What the task requires
Word for word, repeat each record that follows.

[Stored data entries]
'''

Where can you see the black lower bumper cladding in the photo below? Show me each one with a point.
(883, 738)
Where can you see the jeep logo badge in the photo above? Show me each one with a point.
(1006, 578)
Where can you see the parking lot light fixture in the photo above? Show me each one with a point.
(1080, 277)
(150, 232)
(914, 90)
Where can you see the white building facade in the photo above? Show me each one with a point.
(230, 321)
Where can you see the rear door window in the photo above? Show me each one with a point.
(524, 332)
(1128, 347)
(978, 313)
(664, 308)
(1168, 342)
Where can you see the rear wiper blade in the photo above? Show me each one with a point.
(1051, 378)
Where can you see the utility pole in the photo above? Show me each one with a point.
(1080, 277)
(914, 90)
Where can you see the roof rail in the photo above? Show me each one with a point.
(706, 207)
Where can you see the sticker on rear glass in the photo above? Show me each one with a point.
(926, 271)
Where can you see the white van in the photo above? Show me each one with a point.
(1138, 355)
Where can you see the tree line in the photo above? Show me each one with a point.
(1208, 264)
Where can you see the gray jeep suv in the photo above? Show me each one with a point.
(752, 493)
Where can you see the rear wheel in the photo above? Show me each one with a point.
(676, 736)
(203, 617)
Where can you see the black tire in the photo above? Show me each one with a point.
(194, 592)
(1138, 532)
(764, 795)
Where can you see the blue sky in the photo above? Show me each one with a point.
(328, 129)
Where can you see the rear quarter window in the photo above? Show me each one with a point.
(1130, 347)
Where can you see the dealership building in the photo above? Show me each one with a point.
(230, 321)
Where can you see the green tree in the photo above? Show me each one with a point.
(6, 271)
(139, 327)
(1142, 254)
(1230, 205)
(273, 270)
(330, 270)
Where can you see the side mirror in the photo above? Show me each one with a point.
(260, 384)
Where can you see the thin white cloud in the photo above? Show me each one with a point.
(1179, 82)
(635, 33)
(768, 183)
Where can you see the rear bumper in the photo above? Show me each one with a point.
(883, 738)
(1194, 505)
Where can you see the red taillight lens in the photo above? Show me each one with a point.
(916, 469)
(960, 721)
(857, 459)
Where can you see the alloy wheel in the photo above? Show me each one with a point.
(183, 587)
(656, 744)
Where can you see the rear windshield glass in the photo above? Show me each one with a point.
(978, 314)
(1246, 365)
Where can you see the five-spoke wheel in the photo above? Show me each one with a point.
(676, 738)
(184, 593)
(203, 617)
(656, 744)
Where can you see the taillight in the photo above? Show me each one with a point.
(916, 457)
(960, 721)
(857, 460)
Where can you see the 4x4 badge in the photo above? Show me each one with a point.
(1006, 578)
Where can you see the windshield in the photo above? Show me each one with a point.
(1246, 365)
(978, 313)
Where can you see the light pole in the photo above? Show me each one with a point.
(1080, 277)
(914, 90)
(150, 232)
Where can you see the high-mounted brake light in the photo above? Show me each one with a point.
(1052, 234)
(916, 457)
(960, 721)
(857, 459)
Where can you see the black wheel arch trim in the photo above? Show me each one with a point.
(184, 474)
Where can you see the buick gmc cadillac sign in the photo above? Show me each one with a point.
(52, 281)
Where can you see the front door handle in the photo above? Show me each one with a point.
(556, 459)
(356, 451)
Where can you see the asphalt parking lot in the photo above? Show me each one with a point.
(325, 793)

'''

Task response
Where can you see the black lower bumper cladding in the photo below? Show me each one with a point.
(883, 738)
Where can you see the jeep logo badge in the photo above? Show me each one with a point.
(1006, 578)
Where can you see the parking lot light fixture in the photo above? Show me each one with a point.
(1080, 277)
(150, 232)
(914, 90)
Where can you see the white building facade in the photo above? Show me each one with a point.
(230, 321)
Where can you see the rear door window in the photo above? Show me each one with a point.
(524, 332)
(1128, 347)
(978, 313)
(664, 308)
(1168, 342)
Where can you see the rear wiper blade in the photo above? Show me each one with a point.
(1051, 378)
Where can you see the utility pole in the photo above? Show me each one with a point.
(1080, 277)
(914, 90)
Where can you see the roof rail in the photo above? Show me each one with a point.
(706, 207)
Where can you see the sticker on rear glass in the photo above? Show me each one with a point.
(926, 271)
Where can you see the white van in the photo above? Show me each one with a point.
(1138, 355)
Where can you see the tree line in the photo above? Show me each one with a point.
(1208, 264)
Where can you see the gray jeep suv in the photo above? Show me each one with a point.
(752, 493)
Where can you see the rear wheel in the photo above? Show me each one with a point.
(676, 736)
(203, 617)
Where can you see the black tire in the photo above? Show me each one with a point.
(194, 592)
(1138, 532)
(764, 795)
Where can you see the blue sky in the photo above? Show me each one with a point.
(328, 129)
Where can you see the rear quarter window in the photo above? Show me each one with a point.
(1130, 347)
Where can you see the dealership building in the photo above? Show me each one with a point.
(230, 321)
Where can you see the green tree in the photo above? Show me each one with a point.
(6, 271)
(139, 327)
(1142, 254)
(1230, 205)
(273, 270)
(330, 270)
Where can you see the side mirror in the photo above? Show me each one with a point.
(260, 384)
Where can you see the thin white cloud in the photo above? Show me each one with a point.
(1179, 82)
(635, 33)
(768, 183)
Where can you see the rear bumper in the photo above? Show me each one with a point.
(883, 738)
(1194, 505)
Where can you see the red taillight lens in the photo above? Show me each one with a point.
(916, 469)
(960, 721)
(857, 459)
Where can you see the alloy wheel in the photo above? Show me each one with a point.
(183, 587)
(656, 744)
Where can you see the rear windshield glass in the photo above? Show me each one with a point.
(978, 314)
(1246, 365)
Where can you see the five-spoke wheel in the photo above? Show me each one with a point.
(676, 738)
(184, 593)
(203, 617)
(656, 744)
Where can you see the taillight in the photo above? Show me each one with a point.
(916, 457)
(960, 721)
(857, 460)
Where can you see the 4x4 badge in the photo above? Show me each one with a point.
(1006, 578)
Where can you see the windshield in the photo above? Show me each one with a point.
(1246, 365)
(978, 313)
Where can you see the light pole in the photo above? Show me each one with a point.
(1080, 277)
(914, 90)
(150, 232)
Where can you see the high-mounted brake light in the photo above? Show me each one with a point.
(1052, 234)
(916, 457)
(960, 721)
(857, 459)
Where can you see the black wheel arch trim in the photo above? Show me each one with a point.
(184, 474)
Where can you see the buick gmc cadillac sign in the photo above? Show me each one with a point.
(52, 281)
Where can you see the front door handle in the photo above? Show me each one with a point.
(556, 459)
(356, 451)
Where can you see the asphalt parking lot in the photo above? Show me each one with a point.
(325, 793)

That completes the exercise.